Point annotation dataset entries
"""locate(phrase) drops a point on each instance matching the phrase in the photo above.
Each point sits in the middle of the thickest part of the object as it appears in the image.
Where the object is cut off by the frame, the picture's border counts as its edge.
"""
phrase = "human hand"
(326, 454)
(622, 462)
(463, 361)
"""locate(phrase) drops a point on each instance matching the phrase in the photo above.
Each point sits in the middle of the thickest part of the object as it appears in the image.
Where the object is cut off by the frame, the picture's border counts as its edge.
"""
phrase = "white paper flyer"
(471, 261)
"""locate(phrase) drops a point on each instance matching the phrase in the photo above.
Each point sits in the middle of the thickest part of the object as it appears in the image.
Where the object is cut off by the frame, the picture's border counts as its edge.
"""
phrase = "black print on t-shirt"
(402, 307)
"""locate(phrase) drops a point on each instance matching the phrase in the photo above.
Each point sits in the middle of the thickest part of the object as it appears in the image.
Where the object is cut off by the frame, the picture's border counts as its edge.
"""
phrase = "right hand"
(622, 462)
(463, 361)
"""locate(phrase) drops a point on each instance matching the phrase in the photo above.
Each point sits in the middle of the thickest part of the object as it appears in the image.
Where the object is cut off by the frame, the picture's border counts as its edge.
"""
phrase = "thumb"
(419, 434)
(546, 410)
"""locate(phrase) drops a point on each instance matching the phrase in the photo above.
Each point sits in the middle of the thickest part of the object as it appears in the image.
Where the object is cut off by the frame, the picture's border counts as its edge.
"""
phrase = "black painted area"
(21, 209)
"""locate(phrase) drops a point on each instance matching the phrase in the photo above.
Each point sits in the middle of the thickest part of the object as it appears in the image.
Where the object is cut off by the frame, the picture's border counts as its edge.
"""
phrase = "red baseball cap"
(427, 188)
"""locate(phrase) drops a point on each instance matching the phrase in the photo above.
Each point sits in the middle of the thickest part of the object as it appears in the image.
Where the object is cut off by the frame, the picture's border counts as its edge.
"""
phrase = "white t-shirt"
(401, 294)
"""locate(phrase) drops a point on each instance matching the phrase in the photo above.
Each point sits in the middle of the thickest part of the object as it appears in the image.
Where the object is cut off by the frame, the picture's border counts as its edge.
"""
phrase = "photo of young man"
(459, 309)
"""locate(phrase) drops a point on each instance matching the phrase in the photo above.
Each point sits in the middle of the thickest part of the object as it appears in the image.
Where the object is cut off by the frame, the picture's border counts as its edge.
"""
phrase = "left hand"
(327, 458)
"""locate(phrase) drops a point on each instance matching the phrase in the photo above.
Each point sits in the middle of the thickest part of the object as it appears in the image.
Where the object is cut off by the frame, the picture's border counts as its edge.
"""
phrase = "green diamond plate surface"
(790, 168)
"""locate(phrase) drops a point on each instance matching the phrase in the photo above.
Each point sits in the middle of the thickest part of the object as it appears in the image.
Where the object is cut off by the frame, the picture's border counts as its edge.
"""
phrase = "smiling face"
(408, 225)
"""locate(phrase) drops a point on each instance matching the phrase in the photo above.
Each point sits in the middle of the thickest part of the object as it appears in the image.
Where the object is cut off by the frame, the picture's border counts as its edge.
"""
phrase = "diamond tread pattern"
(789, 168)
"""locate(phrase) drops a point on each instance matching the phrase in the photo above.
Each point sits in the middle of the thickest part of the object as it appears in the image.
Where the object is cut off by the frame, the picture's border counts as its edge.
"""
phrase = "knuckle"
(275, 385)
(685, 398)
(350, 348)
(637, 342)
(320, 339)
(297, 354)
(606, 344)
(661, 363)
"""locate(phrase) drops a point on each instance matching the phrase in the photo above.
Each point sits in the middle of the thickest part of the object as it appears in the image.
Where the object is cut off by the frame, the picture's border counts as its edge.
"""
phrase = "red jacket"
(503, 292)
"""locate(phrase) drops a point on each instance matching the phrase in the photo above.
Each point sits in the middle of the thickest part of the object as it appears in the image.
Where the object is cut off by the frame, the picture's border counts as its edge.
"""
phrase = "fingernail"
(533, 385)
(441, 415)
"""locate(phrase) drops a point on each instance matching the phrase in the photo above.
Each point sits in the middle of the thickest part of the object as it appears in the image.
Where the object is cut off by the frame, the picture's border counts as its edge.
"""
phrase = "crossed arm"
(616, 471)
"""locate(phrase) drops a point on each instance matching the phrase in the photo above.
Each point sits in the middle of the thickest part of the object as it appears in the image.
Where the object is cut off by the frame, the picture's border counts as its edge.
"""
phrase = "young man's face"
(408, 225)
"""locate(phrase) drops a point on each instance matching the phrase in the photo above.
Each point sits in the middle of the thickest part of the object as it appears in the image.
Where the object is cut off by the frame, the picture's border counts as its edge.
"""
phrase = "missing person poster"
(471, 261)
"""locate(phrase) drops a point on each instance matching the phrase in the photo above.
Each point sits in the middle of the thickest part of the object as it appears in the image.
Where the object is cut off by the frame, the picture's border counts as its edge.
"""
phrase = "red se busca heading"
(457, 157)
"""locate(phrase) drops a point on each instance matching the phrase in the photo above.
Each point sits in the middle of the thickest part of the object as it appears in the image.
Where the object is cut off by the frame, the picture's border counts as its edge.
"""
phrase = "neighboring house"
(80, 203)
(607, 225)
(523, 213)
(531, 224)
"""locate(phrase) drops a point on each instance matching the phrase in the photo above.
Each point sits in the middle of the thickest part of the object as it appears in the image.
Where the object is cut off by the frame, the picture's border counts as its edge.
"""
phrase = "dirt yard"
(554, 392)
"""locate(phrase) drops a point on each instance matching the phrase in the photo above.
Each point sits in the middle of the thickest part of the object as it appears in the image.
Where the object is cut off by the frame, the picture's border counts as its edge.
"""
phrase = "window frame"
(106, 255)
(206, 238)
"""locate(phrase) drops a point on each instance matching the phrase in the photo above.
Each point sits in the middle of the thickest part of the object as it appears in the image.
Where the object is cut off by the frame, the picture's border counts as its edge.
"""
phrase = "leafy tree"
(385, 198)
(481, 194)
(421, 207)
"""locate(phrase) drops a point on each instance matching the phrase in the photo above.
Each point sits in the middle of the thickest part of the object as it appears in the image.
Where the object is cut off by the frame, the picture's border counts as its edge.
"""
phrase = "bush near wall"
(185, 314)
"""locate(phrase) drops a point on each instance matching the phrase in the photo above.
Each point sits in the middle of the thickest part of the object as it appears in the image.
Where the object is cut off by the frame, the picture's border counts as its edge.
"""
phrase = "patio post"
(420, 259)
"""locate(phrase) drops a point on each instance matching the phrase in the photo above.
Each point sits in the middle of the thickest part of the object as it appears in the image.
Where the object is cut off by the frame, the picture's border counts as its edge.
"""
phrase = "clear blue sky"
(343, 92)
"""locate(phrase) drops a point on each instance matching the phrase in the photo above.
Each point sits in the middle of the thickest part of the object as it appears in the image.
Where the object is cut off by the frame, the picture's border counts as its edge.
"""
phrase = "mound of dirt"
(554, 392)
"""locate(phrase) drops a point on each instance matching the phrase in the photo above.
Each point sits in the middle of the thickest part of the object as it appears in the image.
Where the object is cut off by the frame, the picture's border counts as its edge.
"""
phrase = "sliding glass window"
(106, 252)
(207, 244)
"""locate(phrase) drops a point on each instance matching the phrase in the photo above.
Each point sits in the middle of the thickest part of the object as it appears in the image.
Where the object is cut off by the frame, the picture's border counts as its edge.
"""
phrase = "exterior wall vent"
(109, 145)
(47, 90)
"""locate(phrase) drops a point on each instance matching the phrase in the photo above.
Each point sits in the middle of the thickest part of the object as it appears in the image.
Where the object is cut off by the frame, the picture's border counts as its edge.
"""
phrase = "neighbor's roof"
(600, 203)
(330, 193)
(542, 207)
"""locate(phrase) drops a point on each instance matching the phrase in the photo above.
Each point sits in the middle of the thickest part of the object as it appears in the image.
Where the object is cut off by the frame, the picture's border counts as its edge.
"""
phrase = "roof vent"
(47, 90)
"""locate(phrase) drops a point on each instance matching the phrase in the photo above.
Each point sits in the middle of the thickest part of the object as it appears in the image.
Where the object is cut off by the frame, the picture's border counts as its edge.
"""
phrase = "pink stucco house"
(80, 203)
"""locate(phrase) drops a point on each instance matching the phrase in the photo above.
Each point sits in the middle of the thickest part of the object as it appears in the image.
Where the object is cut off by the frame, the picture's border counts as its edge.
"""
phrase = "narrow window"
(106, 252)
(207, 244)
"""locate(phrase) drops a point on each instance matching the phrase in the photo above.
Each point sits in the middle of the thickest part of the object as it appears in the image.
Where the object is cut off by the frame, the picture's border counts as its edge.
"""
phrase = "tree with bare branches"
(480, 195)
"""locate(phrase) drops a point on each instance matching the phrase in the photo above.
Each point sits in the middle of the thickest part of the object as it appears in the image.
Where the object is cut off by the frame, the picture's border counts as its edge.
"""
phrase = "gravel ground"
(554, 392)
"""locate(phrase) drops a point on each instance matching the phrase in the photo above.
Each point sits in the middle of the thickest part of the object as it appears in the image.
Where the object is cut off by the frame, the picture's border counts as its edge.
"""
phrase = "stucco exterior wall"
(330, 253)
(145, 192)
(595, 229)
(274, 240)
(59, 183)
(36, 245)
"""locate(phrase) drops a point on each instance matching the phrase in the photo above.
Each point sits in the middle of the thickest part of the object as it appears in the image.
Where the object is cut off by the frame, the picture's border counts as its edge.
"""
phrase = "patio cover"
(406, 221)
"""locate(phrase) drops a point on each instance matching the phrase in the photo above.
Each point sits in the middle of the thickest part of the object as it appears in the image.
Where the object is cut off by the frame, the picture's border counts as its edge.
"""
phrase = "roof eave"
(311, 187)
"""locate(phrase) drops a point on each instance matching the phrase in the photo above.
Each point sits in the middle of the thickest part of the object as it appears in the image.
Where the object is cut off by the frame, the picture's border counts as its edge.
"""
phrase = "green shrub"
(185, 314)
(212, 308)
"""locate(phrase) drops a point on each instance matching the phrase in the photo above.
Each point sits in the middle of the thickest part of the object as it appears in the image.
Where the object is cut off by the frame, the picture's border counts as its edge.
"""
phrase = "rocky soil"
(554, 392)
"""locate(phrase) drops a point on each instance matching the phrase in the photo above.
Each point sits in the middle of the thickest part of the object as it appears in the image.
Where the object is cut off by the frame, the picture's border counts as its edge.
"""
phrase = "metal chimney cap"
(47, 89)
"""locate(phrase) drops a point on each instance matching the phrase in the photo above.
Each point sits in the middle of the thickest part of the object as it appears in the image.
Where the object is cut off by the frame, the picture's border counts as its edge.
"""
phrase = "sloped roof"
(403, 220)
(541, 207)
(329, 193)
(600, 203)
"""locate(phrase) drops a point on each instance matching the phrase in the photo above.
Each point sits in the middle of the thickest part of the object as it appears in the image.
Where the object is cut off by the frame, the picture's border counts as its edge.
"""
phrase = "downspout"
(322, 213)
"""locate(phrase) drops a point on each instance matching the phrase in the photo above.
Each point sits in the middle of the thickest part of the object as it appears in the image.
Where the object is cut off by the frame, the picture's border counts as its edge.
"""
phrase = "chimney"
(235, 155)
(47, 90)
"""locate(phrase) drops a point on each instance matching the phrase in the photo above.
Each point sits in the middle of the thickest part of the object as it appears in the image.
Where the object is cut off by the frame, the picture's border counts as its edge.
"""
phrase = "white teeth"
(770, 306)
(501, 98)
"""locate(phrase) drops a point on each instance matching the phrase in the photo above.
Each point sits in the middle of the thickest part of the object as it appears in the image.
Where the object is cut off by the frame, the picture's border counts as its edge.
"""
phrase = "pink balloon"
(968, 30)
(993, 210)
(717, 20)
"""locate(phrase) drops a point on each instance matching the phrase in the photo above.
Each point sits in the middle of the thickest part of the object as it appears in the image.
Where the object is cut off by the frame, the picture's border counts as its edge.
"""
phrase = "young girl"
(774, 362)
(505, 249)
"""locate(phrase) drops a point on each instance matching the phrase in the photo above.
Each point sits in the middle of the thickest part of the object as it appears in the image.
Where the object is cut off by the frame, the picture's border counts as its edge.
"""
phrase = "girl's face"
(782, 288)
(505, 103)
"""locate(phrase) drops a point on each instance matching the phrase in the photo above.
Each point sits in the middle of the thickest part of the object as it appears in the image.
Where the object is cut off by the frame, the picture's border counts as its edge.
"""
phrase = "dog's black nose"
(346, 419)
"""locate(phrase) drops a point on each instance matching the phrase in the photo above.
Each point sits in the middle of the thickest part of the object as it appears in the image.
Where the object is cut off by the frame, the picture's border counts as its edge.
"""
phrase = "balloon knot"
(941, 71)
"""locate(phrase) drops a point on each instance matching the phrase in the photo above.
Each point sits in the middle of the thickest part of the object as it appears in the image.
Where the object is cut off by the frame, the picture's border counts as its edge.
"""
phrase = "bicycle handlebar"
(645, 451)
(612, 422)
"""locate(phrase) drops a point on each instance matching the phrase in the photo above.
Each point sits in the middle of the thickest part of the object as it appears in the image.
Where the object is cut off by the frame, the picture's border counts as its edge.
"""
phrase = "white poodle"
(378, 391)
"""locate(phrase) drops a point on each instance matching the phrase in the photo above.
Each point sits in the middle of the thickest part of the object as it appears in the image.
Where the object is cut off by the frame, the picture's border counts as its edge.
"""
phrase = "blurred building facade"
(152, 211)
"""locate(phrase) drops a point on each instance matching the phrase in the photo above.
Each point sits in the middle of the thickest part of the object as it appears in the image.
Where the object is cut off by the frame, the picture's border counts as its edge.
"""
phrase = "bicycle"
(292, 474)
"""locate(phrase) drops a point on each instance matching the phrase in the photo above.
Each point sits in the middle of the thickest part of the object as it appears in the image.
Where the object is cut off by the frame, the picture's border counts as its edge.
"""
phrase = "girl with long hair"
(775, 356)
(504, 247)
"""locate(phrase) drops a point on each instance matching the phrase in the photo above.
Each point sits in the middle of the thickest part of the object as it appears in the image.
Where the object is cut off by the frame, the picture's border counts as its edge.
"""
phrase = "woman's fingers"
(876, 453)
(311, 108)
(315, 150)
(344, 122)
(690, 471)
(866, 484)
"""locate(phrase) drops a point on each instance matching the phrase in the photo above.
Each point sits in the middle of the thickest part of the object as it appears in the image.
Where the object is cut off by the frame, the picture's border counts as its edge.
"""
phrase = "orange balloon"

▸ What to produce
Select each line in the entries above that contains the string "roof".

▸ Full solution
phrase = "neighbor's roof"
phrase = "roof vent"
phrase = "roof eave"
phrase = "sloped roof"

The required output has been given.